### What to work on
Which lines of the data contain the string "each"? Copy every one.

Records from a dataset
[Start of section]
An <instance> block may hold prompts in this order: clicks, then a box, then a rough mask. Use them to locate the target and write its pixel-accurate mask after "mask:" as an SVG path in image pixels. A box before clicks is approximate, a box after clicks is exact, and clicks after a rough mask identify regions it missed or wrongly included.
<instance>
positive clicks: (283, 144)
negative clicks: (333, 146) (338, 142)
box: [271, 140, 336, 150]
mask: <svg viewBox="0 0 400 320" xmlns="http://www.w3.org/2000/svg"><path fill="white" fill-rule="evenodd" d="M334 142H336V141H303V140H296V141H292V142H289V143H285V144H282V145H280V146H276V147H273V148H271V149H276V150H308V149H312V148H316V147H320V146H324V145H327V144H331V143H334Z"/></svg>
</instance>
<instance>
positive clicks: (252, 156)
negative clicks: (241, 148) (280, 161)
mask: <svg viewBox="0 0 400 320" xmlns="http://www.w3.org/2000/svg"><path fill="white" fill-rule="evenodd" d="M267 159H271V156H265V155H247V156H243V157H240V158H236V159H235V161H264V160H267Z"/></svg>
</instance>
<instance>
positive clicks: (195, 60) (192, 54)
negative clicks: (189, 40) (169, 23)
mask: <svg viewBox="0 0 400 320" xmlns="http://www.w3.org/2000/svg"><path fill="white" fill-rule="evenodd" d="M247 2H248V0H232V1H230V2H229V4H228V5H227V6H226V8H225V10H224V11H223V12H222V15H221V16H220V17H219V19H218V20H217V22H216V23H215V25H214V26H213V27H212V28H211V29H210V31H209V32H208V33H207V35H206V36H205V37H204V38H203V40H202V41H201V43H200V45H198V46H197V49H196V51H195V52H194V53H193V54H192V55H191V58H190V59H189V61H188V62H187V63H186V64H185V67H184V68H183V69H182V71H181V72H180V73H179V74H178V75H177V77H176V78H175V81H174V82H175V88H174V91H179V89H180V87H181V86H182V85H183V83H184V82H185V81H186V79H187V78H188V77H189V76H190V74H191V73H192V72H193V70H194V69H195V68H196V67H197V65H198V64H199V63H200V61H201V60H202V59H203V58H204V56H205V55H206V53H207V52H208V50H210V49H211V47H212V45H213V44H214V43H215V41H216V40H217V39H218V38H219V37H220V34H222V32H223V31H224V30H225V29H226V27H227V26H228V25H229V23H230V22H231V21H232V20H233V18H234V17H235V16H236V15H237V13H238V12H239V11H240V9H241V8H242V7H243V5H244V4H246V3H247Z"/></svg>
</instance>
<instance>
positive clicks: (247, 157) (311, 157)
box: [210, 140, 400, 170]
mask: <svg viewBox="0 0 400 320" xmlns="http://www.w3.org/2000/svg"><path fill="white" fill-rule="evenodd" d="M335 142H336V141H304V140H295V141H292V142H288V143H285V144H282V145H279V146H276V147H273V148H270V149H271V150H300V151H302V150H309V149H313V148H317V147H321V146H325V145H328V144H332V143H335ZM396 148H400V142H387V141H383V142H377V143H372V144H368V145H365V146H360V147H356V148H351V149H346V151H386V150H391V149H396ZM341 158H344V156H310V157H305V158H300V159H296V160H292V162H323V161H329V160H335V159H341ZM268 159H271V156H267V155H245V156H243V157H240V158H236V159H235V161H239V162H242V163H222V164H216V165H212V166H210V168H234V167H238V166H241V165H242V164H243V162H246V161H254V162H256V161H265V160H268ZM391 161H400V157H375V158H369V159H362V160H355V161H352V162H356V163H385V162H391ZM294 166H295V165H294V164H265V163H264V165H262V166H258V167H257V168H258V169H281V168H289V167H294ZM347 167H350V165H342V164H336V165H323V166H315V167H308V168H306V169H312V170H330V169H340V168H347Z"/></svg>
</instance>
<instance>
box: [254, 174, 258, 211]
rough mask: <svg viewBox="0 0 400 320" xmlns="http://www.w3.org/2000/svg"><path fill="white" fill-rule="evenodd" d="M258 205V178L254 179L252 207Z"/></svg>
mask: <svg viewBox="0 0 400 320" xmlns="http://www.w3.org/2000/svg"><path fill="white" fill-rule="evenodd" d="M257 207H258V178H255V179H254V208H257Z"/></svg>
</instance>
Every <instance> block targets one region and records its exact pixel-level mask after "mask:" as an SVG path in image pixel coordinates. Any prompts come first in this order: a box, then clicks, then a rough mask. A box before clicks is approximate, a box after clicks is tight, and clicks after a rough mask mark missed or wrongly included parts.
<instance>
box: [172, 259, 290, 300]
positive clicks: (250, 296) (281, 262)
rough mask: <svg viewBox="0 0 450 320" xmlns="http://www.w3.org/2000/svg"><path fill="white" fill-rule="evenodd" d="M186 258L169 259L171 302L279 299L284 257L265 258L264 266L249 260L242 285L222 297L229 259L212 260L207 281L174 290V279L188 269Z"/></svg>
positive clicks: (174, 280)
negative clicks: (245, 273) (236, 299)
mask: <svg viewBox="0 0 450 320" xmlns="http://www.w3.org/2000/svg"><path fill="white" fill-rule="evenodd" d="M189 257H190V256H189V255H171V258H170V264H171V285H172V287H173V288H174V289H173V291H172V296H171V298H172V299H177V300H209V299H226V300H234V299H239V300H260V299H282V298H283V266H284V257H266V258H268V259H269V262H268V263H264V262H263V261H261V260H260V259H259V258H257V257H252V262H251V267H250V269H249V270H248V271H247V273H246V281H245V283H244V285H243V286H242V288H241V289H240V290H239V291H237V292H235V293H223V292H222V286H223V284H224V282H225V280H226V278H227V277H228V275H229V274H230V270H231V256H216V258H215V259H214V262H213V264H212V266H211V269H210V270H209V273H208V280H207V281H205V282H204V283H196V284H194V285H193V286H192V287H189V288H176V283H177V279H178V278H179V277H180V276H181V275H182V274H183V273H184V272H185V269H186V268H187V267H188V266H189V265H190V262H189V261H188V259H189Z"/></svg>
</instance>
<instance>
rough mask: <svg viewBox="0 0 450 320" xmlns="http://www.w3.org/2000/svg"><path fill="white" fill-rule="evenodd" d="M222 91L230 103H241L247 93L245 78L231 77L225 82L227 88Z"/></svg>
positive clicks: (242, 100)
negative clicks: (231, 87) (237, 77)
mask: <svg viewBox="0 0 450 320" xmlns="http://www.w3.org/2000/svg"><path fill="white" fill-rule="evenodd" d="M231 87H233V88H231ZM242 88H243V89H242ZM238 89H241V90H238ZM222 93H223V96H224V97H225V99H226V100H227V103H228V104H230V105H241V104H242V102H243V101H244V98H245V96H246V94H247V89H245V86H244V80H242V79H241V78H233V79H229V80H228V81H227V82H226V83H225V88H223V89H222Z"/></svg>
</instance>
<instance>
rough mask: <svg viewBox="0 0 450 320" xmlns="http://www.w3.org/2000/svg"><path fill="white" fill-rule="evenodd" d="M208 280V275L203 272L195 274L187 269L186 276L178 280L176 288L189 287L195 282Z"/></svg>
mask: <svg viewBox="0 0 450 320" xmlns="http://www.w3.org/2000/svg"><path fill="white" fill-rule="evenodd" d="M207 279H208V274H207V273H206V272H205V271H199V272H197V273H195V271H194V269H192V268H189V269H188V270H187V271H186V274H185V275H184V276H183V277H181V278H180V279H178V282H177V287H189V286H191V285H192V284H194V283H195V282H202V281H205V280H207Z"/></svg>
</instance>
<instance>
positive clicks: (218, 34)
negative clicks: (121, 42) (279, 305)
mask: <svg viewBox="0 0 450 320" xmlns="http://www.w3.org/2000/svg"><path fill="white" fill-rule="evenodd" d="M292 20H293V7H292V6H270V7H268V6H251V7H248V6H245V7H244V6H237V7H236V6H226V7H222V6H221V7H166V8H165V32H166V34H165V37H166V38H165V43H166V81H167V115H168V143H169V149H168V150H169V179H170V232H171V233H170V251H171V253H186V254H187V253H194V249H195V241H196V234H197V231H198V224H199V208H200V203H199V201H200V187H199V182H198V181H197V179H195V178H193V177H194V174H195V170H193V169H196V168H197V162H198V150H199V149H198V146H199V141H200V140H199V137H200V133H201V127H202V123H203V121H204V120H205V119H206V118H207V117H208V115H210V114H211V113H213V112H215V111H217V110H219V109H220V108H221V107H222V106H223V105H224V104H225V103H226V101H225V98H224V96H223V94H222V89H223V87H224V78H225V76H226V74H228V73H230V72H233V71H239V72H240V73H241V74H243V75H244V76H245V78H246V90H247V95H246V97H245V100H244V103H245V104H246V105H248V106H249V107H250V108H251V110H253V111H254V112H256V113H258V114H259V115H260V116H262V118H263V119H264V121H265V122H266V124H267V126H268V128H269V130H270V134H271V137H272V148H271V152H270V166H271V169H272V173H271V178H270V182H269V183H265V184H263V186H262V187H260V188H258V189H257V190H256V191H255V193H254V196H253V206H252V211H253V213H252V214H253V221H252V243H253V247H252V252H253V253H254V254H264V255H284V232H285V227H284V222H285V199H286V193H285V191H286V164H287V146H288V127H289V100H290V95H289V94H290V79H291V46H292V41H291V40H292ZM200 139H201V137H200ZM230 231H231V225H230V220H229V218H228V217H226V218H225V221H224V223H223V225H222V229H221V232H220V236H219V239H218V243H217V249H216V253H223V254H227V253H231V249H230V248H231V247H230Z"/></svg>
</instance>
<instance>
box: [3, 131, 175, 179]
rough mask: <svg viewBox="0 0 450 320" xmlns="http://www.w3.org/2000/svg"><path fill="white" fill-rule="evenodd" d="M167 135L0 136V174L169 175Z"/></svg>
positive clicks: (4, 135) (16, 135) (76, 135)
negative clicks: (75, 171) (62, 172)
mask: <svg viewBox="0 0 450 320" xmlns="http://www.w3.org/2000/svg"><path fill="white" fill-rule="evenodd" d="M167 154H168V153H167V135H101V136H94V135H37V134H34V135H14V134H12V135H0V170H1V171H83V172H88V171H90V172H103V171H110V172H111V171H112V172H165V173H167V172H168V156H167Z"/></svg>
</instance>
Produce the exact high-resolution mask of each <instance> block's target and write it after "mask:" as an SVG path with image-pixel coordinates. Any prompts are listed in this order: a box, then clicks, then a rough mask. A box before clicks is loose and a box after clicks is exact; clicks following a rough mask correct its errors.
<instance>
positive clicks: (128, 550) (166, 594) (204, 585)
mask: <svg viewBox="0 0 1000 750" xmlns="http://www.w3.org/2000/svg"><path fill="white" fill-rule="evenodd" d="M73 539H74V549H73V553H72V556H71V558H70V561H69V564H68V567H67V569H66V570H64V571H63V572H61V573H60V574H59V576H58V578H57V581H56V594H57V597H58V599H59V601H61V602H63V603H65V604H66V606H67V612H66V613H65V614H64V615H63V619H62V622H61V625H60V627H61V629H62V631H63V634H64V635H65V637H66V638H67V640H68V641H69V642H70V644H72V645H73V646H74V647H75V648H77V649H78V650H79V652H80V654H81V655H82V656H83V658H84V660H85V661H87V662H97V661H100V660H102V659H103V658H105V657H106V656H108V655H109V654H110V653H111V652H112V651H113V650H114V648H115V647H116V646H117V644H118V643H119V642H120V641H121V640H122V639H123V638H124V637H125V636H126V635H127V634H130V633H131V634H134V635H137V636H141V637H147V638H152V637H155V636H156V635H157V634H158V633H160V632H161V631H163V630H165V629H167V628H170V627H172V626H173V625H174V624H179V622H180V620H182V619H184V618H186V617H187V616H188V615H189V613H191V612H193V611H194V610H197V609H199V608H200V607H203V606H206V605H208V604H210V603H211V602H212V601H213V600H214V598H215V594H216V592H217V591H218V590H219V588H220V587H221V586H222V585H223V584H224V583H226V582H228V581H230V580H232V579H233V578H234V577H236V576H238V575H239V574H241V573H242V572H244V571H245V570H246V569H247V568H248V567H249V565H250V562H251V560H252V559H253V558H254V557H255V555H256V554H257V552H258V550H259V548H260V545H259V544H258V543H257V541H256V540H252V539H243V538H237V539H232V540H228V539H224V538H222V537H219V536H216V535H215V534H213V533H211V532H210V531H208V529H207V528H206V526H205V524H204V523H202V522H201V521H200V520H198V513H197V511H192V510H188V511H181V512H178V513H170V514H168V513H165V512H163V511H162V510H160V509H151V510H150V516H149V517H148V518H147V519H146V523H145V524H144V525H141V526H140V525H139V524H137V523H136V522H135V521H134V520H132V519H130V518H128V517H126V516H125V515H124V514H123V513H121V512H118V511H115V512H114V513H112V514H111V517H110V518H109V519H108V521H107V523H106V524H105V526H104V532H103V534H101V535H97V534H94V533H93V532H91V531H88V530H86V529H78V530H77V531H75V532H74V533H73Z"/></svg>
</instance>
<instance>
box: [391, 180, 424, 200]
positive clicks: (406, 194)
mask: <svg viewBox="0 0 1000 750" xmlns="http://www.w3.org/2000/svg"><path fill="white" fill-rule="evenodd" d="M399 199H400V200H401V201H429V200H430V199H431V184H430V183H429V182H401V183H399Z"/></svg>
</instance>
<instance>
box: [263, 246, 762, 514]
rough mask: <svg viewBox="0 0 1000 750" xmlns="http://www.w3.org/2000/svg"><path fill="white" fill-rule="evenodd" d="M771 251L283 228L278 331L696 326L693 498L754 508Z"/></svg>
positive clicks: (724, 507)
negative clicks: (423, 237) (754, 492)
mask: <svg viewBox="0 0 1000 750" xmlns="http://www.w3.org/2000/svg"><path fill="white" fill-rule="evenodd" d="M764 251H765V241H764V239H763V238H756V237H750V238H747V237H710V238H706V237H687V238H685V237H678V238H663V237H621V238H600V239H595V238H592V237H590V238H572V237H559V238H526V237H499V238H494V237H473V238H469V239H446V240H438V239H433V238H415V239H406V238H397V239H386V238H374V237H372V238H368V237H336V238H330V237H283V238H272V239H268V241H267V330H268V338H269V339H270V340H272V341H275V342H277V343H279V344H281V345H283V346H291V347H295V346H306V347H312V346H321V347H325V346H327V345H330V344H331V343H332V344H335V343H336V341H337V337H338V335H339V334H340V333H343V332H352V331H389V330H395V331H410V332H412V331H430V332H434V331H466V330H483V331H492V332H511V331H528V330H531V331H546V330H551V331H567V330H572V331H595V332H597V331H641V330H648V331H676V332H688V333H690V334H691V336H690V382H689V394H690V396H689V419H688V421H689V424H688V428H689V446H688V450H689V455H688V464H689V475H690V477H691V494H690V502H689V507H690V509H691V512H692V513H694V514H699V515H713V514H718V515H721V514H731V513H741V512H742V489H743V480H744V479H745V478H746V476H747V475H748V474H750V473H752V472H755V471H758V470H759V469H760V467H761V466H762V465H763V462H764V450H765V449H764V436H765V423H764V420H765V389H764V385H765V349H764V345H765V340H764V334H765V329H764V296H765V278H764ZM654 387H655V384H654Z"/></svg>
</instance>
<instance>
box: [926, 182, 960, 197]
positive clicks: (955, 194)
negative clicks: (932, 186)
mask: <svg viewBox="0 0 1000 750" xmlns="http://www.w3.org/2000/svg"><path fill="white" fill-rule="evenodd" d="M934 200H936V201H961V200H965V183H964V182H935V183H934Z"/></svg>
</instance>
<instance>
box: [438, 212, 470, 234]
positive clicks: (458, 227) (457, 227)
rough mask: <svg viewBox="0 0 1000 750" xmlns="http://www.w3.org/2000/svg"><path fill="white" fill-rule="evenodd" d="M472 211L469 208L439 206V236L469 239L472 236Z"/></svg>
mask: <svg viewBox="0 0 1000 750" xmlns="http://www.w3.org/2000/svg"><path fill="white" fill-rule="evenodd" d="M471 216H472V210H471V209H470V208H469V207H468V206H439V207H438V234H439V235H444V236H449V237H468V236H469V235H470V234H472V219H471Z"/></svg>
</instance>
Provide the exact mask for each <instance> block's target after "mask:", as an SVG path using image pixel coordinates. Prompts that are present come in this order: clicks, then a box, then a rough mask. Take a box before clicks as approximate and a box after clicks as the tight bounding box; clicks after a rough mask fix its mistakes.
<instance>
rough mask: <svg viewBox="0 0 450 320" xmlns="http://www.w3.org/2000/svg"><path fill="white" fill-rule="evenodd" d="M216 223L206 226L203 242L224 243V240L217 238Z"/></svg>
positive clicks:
[End of section]
### Reply
Produce the exact high-resolution mask of each <instance> block's target and write it after "mask:" as an SVG path with image-pixel coordinates. Any prompts are listed in this order: a box, then clicks, then a rough mask. A box before clicks is loose and a box after clicks is exact; clicks following a rough mask correct its errors.
Provide the exact mask for each <instance> block's target after "mask:", as an SVG path using image pixel coordinates. Prompts that are present come in this order: clicks, then a box, then a rough mask. Take a box before clicks as approximate and a box after clicks as the tight bounding box; clicks after a rough mask fix its mistakes.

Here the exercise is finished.